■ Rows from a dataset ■
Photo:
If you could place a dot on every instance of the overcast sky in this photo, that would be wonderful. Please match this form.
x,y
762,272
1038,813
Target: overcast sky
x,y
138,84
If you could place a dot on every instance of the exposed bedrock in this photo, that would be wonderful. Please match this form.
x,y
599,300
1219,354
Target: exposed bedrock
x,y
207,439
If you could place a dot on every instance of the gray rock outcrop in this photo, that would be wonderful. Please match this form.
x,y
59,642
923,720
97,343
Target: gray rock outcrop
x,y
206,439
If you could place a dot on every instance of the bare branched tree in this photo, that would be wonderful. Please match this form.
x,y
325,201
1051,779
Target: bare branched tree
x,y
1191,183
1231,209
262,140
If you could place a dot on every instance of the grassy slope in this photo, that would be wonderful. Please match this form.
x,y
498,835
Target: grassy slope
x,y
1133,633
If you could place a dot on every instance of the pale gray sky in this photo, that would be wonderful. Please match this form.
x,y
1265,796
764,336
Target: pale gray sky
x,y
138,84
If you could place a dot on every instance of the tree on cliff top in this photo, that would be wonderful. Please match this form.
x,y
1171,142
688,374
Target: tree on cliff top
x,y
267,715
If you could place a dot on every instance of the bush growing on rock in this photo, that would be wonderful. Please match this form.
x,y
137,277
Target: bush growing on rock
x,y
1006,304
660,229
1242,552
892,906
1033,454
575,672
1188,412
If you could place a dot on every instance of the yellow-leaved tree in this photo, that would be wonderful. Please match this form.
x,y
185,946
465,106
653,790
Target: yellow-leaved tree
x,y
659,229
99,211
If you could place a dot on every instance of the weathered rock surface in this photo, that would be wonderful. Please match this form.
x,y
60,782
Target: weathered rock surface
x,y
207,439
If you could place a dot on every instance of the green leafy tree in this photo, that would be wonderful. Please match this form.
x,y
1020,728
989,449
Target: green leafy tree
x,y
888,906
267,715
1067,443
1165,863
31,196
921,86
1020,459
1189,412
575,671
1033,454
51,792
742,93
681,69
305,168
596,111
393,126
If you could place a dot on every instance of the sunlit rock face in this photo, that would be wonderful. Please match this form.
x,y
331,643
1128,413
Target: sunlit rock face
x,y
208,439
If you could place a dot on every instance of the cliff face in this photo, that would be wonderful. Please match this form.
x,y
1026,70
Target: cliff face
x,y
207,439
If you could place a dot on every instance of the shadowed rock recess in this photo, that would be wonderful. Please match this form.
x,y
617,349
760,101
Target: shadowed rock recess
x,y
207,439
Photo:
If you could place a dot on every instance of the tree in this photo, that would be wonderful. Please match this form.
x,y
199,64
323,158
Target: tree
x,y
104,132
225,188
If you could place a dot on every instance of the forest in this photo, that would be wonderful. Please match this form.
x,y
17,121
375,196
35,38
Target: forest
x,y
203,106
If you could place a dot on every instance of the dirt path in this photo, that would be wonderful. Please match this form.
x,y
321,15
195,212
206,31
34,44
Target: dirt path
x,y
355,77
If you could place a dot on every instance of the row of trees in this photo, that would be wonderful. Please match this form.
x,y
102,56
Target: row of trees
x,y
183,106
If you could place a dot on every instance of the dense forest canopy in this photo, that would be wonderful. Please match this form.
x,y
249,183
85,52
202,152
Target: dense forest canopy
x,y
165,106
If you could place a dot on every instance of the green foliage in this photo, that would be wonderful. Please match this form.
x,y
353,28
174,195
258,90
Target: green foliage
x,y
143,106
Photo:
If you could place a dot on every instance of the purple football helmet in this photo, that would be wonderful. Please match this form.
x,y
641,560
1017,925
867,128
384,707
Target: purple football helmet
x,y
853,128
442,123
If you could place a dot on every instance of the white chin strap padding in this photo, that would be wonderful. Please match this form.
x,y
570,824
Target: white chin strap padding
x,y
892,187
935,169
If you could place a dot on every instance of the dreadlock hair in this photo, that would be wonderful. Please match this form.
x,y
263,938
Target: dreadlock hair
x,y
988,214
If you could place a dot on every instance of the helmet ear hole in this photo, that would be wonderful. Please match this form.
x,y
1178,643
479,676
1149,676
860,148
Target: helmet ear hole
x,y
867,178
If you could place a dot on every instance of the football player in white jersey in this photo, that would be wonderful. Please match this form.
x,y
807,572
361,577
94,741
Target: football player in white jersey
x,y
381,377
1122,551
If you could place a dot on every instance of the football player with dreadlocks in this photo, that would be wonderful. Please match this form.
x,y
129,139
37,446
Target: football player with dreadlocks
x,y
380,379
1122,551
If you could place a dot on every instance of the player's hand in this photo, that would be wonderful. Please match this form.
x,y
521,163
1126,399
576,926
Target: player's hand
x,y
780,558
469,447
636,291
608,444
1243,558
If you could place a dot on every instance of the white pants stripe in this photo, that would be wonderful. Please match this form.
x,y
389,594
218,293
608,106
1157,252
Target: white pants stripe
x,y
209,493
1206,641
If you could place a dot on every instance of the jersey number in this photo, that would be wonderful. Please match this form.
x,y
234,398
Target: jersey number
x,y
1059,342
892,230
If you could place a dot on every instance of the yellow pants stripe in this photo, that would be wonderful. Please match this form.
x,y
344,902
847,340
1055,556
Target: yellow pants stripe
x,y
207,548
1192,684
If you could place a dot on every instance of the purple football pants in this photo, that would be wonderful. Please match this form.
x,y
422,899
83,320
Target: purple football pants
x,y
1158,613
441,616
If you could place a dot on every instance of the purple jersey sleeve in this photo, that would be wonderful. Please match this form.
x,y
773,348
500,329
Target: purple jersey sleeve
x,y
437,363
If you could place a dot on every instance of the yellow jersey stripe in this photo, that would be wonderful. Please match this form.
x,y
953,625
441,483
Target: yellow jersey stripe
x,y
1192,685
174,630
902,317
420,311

■ EXERCISE TASK ■
Return exactly the lines from the one containing "football pants in" to the last line of the data, and nothing more.

■ OUTPUT FOR THIS TASK ■
If you could place a dot on every instance of the purple football pants in this photo, that would be wonderful. Please match this form.
x,y
422,899
83,320
Target: purple football pants
x,y
1158,613
441,616
If you could place a dot on every instance of the purple jersey sleeve in this photo, that would be wonderful. Please match this form.
x,y
773,348
500,329
Target: purple jersey sleeve
x,y
437,363
If you could place a dot on every instance of the yellow jersey stripe in this photo, that would be wonderful. Please match this form.
x,y
953,625
441,483
Target: yellow jersey stripe
x,y
1192,685
174,630
902,317
420,311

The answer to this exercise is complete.